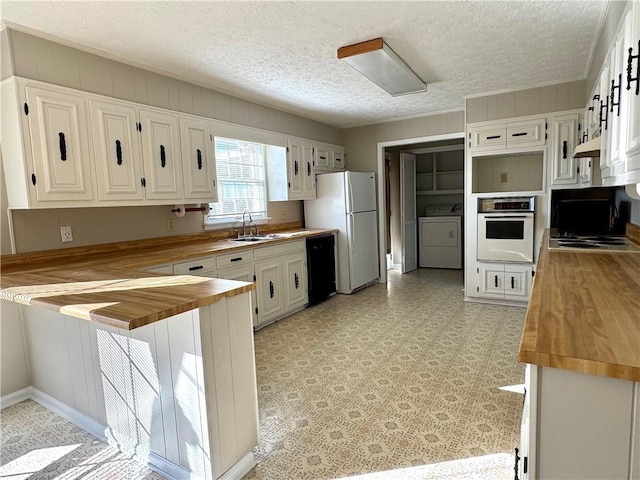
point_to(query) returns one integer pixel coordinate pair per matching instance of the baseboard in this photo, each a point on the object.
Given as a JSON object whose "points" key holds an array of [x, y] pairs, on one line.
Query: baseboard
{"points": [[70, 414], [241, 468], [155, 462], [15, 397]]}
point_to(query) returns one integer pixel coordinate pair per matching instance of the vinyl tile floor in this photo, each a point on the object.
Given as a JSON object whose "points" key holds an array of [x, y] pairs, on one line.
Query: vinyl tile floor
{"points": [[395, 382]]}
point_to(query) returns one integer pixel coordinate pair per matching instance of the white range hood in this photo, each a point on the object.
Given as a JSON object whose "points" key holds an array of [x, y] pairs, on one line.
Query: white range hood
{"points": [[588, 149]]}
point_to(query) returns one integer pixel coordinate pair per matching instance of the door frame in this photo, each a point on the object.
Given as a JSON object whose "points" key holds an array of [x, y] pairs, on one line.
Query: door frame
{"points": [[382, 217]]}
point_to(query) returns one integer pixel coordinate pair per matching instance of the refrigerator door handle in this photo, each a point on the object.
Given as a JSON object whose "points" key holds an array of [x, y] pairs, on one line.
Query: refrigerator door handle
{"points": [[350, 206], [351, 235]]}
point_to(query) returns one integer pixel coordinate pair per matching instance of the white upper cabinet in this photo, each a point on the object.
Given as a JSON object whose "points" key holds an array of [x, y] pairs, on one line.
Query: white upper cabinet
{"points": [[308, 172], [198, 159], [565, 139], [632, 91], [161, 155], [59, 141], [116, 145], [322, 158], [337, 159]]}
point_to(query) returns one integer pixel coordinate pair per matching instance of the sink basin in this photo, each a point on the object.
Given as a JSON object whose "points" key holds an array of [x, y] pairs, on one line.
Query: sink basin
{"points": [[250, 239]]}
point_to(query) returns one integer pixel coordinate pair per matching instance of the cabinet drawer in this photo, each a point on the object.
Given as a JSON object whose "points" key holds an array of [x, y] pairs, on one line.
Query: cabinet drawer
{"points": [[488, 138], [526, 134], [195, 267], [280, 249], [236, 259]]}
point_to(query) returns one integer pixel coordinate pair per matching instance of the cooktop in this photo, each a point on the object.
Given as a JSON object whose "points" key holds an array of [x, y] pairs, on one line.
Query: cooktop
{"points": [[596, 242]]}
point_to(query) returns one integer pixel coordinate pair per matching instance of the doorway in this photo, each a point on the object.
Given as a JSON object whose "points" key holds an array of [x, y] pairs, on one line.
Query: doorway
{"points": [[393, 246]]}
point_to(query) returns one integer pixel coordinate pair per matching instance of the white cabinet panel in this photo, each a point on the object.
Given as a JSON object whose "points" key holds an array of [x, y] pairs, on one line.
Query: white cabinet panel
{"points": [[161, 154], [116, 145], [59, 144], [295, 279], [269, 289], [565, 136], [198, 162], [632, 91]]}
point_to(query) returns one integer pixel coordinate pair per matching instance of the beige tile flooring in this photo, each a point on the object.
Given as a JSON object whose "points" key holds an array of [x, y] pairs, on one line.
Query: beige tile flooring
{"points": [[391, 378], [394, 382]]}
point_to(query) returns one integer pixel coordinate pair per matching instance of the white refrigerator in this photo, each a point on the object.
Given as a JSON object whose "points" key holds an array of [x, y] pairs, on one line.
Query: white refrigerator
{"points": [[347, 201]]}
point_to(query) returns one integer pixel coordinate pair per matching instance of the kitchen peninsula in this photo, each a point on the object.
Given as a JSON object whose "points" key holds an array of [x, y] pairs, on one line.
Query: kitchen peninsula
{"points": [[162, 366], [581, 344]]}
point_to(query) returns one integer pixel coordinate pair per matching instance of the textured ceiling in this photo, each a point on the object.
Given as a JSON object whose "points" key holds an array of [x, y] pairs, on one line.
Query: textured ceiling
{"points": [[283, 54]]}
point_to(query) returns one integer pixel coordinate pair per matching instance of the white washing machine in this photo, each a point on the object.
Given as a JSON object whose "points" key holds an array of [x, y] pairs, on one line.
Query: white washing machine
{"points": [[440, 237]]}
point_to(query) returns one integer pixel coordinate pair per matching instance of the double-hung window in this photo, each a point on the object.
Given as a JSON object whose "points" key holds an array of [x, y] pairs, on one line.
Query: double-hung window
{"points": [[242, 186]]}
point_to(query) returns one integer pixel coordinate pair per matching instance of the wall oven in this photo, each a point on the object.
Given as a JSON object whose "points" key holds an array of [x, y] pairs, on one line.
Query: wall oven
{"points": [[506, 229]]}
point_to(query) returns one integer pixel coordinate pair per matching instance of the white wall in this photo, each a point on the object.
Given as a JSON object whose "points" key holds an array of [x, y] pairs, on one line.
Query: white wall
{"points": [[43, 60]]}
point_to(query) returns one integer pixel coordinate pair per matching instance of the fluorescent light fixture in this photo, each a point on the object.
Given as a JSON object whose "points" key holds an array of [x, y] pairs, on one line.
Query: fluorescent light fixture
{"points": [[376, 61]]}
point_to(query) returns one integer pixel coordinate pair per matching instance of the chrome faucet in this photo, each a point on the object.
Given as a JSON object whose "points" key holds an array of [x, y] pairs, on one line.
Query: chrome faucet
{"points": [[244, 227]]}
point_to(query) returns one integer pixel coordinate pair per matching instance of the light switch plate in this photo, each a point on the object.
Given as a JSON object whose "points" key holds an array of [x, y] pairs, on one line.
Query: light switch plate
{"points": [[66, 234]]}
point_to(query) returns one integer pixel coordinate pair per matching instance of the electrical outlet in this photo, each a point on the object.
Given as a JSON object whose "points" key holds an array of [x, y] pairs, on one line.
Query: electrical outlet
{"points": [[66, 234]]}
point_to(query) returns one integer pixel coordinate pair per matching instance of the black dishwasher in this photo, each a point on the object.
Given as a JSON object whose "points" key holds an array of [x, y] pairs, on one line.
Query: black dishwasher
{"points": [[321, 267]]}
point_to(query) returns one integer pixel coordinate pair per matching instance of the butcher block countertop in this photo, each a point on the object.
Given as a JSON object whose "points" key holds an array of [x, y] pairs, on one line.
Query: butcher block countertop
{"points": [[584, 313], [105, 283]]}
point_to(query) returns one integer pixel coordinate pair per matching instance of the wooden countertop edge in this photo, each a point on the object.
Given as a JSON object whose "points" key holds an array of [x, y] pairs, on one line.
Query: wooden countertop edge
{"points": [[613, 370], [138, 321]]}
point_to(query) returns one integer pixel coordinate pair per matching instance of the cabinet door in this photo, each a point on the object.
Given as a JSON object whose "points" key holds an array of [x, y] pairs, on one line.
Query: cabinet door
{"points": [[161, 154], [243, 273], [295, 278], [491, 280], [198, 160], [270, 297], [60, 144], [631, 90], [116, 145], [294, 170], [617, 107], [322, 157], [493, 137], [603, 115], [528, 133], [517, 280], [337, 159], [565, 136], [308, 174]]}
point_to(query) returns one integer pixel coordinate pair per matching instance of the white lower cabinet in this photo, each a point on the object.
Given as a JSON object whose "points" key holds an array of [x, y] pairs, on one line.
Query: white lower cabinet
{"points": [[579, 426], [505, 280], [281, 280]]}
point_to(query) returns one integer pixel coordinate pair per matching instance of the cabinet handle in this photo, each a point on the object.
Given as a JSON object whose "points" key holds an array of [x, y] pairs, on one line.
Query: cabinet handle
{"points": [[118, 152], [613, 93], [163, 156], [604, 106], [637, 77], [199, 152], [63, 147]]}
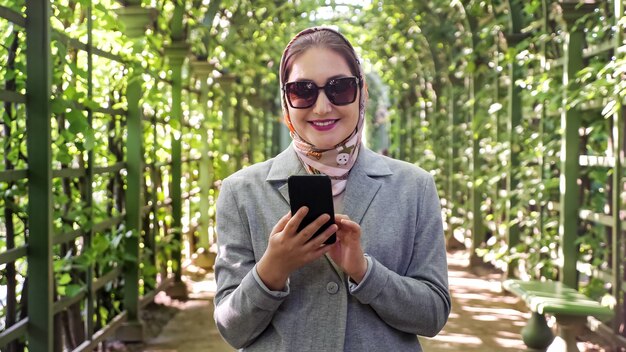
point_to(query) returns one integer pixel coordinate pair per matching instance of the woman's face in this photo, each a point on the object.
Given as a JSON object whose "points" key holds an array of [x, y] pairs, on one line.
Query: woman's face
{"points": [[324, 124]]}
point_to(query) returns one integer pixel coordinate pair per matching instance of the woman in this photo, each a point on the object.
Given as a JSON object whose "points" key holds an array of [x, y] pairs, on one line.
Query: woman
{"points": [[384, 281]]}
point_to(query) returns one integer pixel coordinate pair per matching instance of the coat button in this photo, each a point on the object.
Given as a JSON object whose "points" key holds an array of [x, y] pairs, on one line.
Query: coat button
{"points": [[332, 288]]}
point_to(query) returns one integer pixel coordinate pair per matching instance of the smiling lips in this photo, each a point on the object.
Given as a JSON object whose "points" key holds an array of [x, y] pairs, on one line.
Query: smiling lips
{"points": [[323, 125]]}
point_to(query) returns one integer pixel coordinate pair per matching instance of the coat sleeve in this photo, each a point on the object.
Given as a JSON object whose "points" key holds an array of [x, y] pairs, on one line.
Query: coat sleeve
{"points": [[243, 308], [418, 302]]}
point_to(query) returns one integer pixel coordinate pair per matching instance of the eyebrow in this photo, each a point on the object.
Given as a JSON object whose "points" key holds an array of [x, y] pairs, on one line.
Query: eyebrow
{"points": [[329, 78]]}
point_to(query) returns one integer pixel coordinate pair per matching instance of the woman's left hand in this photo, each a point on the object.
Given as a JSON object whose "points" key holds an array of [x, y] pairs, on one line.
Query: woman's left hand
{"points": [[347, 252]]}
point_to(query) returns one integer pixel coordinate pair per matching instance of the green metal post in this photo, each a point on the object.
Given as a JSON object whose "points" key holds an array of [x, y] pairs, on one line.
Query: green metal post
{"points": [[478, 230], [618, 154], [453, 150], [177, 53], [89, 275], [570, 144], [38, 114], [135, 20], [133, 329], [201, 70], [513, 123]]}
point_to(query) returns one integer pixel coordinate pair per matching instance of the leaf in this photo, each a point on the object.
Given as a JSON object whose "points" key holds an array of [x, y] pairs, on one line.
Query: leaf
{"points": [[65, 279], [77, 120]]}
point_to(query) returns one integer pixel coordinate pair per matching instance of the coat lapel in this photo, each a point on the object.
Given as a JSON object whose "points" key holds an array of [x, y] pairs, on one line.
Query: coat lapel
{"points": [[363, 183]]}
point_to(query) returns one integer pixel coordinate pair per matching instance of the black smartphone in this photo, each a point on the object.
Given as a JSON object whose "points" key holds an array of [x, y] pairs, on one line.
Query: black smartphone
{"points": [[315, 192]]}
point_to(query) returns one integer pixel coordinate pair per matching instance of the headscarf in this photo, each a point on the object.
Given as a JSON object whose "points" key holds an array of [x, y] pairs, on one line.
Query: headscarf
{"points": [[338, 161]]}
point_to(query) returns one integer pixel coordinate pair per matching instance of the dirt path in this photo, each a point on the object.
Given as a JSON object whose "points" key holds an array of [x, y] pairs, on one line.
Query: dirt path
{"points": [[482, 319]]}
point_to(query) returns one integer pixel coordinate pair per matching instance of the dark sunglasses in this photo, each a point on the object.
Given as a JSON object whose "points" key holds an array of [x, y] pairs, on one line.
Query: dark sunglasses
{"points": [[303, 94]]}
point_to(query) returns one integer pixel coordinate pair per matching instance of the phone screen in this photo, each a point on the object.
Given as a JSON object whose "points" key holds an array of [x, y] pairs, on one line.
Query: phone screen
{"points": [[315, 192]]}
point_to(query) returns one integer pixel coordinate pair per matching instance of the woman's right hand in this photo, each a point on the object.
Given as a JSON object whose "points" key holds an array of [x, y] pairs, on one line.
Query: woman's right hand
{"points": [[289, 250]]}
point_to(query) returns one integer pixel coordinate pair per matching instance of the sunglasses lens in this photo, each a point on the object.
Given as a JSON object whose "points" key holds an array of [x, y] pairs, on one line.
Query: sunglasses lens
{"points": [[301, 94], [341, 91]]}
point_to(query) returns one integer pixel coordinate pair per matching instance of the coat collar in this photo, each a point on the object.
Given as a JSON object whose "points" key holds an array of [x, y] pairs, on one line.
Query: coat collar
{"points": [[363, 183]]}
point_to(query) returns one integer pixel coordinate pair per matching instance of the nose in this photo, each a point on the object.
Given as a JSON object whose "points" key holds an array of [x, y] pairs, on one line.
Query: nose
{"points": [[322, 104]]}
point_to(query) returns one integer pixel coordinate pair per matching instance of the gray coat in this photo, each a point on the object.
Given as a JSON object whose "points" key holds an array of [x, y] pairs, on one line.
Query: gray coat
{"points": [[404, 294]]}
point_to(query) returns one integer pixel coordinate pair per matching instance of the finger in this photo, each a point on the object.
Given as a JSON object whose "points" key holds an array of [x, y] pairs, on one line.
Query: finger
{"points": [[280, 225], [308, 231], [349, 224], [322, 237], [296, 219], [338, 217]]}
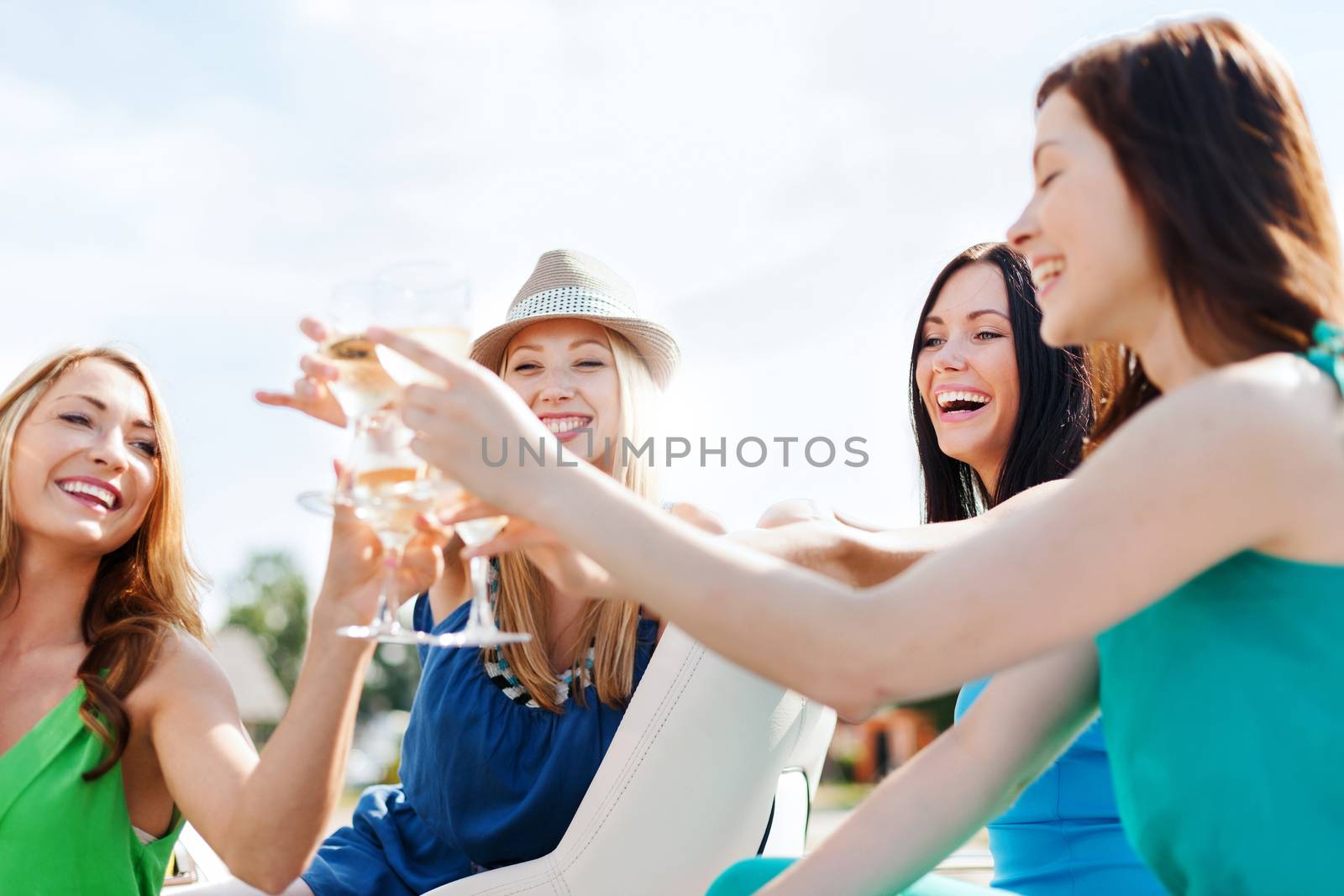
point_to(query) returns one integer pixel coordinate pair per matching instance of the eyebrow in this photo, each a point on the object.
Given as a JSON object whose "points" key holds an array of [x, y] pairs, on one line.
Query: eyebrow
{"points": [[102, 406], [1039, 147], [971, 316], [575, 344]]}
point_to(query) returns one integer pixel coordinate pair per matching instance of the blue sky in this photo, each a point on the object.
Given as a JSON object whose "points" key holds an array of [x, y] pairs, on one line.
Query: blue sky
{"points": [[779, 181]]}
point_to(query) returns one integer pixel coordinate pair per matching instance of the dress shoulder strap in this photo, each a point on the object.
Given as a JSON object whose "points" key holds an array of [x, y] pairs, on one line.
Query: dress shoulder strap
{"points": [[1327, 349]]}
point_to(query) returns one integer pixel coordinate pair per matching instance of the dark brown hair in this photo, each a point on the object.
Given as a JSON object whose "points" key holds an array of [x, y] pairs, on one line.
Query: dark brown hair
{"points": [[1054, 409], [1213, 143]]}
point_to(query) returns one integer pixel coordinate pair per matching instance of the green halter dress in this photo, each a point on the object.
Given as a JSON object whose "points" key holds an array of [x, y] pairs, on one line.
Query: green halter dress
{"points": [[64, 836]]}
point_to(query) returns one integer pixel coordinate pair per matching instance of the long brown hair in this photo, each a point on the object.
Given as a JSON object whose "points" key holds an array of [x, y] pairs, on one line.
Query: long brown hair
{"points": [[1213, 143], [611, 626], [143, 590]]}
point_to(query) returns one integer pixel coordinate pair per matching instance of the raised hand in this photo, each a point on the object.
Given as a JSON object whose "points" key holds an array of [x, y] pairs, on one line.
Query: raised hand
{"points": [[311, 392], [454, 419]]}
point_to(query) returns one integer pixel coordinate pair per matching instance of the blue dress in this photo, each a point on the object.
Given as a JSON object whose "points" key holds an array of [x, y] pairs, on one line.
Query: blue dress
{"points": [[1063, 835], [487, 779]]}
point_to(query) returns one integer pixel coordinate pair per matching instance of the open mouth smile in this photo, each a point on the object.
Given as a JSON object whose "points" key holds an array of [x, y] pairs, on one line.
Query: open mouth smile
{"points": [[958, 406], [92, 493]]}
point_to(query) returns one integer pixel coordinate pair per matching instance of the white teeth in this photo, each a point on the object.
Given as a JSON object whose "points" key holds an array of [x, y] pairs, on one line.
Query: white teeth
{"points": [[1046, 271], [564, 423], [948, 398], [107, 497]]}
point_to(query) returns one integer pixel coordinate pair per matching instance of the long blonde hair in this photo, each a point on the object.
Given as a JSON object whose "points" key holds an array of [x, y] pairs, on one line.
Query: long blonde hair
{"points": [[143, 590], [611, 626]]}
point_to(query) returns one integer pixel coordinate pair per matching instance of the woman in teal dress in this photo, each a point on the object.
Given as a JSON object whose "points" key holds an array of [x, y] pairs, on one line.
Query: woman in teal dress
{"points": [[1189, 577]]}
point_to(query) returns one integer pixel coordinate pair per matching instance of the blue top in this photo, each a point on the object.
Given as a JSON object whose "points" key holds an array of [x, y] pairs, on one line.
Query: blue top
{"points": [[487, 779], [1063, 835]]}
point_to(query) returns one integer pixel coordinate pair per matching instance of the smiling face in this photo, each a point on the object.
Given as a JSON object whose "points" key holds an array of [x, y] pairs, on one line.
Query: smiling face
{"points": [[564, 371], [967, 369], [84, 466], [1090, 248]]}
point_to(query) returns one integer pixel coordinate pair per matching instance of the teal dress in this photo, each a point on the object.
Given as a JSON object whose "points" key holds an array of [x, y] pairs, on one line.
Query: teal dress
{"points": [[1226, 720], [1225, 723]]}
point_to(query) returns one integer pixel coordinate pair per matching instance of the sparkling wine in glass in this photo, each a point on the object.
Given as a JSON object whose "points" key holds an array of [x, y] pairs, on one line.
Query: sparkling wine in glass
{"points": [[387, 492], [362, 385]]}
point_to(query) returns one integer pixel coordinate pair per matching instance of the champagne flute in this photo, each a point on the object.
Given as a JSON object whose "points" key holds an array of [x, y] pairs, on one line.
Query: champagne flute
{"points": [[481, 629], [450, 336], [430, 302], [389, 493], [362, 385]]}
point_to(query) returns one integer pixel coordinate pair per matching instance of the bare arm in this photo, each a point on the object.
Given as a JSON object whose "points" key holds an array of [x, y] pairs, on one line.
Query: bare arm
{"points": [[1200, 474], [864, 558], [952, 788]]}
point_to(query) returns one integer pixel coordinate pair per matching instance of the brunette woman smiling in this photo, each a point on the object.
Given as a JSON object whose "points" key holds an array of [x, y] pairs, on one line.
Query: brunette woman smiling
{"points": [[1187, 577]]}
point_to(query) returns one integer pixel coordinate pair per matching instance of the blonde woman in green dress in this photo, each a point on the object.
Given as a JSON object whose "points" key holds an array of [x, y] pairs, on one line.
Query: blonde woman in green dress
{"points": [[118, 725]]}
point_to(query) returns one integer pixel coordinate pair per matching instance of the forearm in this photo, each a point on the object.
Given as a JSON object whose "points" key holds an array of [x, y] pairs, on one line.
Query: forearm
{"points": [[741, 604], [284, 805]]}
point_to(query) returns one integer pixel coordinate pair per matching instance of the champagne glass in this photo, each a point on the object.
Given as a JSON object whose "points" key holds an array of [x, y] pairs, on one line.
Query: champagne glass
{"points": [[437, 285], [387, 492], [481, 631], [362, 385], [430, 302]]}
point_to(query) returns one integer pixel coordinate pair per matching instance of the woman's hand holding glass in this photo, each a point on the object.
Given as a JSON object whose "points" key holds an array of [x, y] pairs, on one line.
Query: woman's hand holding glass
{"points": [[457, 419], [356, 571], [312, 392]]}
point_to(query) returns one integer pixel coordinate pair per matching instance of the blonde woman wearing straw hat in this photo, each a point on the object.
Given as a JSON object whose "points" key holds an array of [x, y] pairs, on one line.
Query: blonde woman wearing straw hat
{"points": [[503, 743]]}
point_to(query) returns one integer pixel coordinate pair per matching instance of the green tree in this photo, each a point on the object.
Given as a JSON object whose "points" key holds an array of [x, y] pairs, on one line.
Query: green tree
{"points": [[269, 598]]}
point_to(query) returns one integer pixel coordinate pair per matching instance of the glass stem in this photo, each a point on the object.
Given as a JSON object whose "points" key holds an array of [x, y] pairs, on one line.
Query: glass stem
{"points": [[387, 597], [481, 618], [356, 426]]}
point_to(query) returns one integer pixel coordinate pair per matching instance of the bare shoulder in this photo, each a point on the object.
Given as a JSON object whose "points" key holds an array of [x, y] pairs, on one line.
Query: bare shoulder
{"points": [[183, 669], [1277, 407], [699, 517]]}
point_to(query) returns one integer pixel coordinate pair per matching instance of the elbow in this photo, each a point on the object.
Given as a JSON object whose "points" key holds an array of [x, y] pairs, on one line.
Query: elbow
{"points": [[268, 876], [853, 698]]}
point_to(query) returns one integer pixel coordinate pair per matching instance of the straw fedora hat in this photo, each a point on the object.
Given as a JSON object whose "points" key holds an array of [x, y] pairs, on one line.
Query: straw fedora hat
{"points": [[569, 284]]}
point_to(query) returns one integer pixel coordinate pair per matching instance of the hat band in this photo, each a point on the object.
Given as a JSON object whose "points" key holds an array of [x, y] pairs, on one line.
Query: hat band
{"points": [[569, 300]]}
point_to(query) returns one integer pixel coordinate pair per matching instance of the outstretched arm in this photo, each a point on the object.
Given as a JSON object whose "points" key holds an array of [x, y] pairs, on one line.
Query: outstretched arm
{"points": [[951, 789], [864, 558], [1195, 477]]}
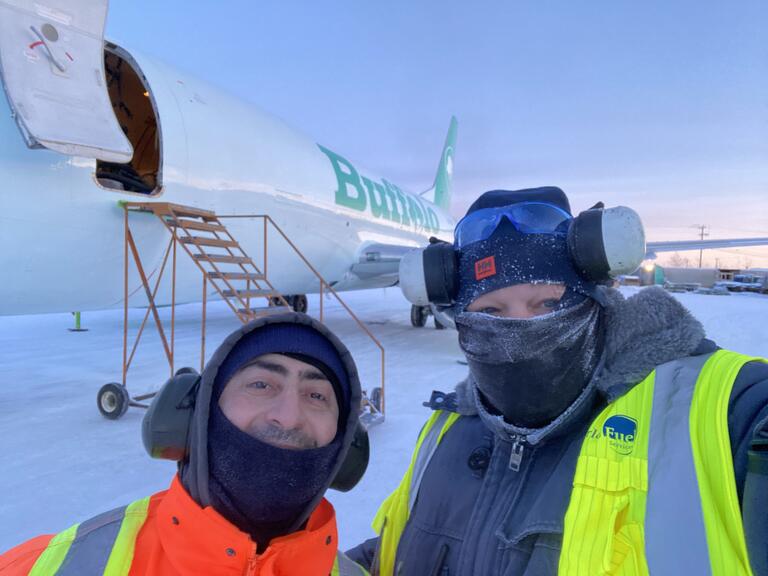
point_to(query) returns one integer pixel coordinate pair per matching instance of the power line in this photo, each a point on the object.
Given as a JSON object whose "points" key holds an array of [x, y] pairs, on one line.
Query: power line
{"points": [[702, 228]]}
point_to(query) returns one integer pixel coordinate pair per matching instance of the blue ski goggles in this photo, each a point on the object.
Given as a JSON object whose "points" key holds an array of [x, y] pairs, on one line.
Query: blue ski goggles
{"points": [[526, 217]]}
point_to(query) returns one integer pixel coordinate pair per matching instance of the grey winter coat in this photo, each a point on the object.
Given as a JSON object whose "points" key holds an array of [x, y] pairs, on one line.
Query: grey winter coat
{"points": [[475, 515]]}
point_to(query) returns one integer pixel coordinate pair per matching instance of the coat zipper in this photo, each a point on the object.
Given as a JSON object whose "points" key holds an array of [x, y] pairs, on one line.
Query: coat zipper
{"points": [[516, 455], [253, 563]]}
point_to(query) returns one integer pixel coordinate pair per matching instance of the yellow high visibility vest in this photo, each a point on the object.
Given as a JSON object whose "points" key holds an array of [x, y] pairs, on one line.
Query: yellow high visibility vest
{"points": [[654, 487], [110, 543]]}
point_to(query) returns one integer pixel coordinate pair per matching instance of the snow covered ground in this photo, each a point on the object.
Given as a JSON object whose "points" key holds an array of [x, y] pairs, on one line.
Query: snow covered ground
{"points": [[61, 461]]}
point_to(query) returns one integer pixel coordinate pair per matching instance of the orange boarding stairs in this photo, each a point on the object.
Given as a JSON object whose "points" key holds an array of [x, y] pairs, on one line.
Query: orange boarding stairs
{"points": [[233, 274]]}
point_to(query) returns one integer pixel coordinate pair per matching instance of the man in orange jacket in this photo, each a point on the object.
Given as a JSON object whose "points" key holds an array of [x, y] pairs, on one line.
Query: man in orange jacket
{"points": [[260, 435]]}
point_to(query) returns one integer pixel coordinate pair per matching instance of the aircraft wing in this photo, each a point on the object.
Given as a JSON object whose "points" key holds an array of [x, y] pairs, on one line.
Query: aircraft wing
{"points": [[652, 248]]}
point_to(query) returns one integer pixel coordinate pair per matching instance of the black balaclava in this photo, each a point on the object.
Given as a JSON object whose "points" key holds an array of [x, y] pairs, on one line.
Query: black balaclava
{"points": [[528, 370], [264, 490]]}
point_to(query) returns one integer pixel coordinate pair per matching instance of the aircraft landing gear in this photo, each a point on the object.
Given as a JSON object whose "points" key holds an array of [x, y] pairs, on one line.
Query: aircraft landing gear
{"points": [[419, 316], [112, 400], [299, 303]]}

-*-*-

— TASK DIRECTIONS —
Output only the lines from the one holding "the black balaclava" through the last line above, exactly as they appear.

— THE REPLY —
point_to(query) returns one integer pixel coordinate pair per matching instance of the black balaclava in this photo, each a point on the object.
Given as a JSON object whose "points" key holds an array of [x, y] pairs, on one line.
Query: black balaclava
{"points": [[528, 370], [264, 490]]}
point_to(query) returns one integer pixel coordinate pair per matching instance of the aircraft landing gear in this photo, each a point on the object.
Given as a JSON object whose "points" key holds an array of [x, y] pairs, on one line.
Query: aircraft landing gear
{"points": [[419, 316], [112, 400], [299, 303]]}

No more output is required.